_Task statement_.
Please retype the rows below line for line, without any changes. Omit the picture from your answer.

(Entries drawn from a collection)
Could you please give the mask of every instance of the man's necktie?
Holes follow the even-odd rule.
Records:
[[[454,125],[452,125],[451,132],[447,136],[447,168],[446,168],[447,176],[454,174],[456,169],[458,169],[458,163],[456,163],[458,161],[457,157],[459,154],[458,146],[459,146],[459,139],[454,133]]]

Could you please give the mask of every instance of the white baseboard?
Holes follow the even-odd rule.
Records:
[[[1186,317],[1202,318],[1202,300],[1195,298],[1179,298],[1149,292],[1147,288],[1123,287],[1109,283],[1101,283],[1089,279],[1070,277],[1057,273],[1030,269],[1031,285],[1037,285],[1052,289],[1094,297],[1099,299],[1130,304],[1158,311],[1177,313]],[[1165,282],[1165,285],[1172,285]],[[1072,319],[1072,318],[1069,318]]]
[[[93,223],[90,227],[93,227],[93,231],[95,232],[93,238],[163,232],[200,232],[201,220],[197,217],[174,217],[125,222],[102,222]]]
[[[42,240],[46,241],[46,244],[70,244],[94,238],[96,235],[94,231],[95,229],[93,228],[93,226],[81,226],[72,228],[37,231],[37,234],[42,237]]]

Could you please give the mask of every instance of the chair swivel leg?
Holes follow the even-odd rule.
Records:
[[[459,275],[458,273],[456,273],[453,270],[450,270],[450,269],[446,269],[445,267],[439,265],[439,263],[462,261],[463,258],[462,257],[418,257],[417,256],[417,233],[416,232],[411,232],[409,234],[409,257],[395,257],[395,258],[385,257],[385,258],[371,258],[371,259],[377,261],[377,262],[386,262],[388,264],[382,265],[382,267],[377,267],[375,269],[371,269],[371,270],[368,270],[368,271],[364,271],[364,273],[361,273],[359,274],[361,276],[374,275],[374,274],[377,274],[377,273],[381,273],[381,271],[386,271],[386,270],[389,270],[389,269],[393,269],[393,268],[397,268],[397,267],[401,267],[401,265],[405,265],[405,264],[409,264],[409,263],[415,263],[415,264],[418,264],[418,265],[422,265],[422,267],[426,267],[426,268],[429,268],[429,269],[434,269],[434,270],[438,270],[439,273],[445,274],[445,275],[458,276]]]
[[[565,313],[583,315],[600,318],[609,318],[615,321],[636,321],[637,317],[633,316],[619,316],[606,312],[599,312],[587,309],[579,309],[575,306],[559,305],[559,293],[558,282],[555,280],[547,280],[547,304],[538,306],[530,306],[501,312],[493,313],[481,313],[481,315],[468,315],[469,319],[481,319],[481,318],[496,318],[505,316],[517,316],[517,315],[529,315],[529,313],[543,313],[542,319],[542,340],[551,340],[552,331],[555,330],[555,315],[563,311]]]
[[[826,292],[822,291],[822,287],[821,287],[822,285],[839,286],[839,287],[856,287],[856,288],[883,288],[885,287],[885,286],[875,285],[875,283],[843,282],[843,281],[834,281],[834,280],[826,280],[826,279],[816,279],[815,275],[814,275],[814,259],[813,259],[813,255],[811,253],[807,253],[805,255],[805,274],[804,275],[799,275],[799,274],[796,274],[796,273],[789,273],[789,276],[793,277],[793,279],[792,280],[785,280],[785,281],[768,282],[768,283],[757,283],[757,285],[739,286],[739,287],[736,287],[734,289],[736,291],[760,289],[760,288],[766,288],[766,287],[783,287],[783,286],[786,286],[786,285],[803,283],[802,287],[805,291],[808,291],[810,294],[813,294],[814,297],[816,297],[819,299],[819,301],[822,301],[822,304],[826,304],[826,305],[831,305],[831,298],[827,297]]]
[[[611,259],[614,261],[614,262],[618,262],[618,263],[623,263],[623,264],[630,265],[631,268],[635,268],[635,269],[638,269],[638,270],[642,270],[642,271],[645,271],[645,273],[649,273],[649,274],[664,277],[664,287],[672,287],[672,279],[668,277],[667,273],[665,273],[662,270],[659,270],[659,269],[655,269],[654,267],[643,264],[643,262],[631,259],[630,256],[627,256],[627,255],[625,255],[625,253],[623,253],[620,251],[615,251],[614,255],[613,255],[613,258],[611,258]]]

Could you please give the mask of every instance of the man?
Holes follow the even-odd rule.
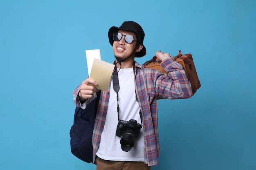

_Complete response_.
Could you please give the mask of every instance of the man's necktie?
Holes follow the even-odd rule.
Records:
[[[454,125],[452,125],[451,132],[447,136],[447,168],[446,168],[447,176],[454,174],[456,169],[458,169],[458,163],[456,163],[458,161],[457,157],[459,154],[458,146],[459,146],[459,139],[454,133]]]

Could you please give the mask of every instance of the white baseboard?
Holes follow the even-odd rule.
Records:
[[[1186,317],[1202,318],[1202,300],[1195,298],[1179,298],[1149,292],[1147,288],[1123,287],[1109,283],[1101,283],[1089,279],[1070,277],[1057,273],[1030,269],[1031,285],[1037,285],[1052,289],[1094,297],[1099,299],[1130,304],[1158,311],[1177,313]],[[1165,282],[1165,285],[1172,285]],[[1072,319],[1072,318],[1069,318]]]
[[[93,223],[90,227],[93,227],[93,231],[95,232],[93,238],[163,232],[200,232],[201,220],[197,217],[174,217],[125,222],[102,222]]]
[[[42,240],[46,241],[46,244],[70,244],[94,238],[96,235],[94,231],[95,229],[93,228],[93,226],[81,226],[72,228],[37,231],[37,234],[42,237]]]

Could you please give the mask of every instance of the chair swivel leg?
Holes follow the even-odd rule.
Records:
[[[459,275],[458,273],[456,273],[453,270],[450,270],[450,269],[446,269],[445,267],[439,265],[439,263],[462,261],[463,258],[462,257],[418,257],[417,256],[417,233],[416,232],[411,232],[409,234],[409,257],[395,257],[395,258],[385,257],[385,258],[371,258],[371,259],[377,261],[377,262],[386,262],[388,264],[382,265],[382,267],[377,267],[375,269],[371,269],[371,270],[368,270],[368,271],[364,271],[364,273],[361,273],[359,274],[361,276],[374,275],[374,274],[377,274],[377,273],[381,273],[381,271],[386,271],[386,270],[389,270],[389,269],[393,269],[393,268],[397,268],[397,267],[401,267],[401,265],[405,265],[405,264],[409,264],[409,263],[415,263],[415,264],[418,264],[418,265],[422,265],[422,267],[426,267],[426,268],[429,268],[429,269],[434,269],[434,270],[438,270],[439,273],[445,274],[445,275],[458,276]]]
[[[565,313],[583,315],[600,318],[609,318],[615,321],[636,321],[637,317],[633,316],[619,316],[606,312],[599,312],[587,309],[579,309],[575,306],[559,305],[559,293],[558,282],[555,280],[547,280],[547,304],[538,306],[530,306],[501,312],[493,313],[481,313],[481,315],[468,315],[469,319],[481,319],[481,318],[496,318],[505,316],[517,316],[517,315],[529,315],[529,313],[543,313],[542,319],[542,340],[551,340],[552,331],[555,330],[555,315],[563,311]]]
[[[826,292],[822,291],[822,287],[821,287],[822,285],[839,286],[839,287],[856,287],[856,288],[883,288],[885,287],[885,286],[875,285],[875,283],[843,282],[843,281],[834,281],[834,280],[826,280],[826,279],[816,279],[815,275],[814,275],[814,259],[813,259],[813,255],[811,253],[807,253],[805,255],[805,274],[804,275],[799,275],[799,274],[796,274],[796,273],[789,273],[789,276],[793,277],[793,279],[792,280],[785,280],[785,281],[768,282],[768,283],[757,283],[757,285],[739,286],[739,287],[736,287],[734,289],[736,291],[760,289],[760,288],[766,288],[766,287],[783,287],[783,286],[786,286],[786,285],[803,283],[802,287],[805,291],[808,291],[810,294],[813,294],[814,297],[816,297],[819,299],[819,301],[822,301],[822,304],[826,304],[826,305],[831,305],[831,298],[827,297]]]
[[[611,259],[614,261],[614,262],[618,262],[618,263],[623,263],[623,264],[630,265],[631,268],[635,268],[635,269],[638,269],[638,270],[642,270],[642,271],[645,271],[645,273],[649,273],[649,274],[664,277],[664,287],[672,287],[672,279],[668,277],[667,273],[665,273],[662,270],[659,270],[659,269],[655,269],[654,267],[643,264],[643,262],[631,259],[630,256],[627,256],[627,255],[625,255],[625,253],[623,253],[620,251],[615,251],[614,255],[613,255],[613,258],[611,258]]]

Could you please give the mask of every instance of the man?
Holes follow the even-odd rule.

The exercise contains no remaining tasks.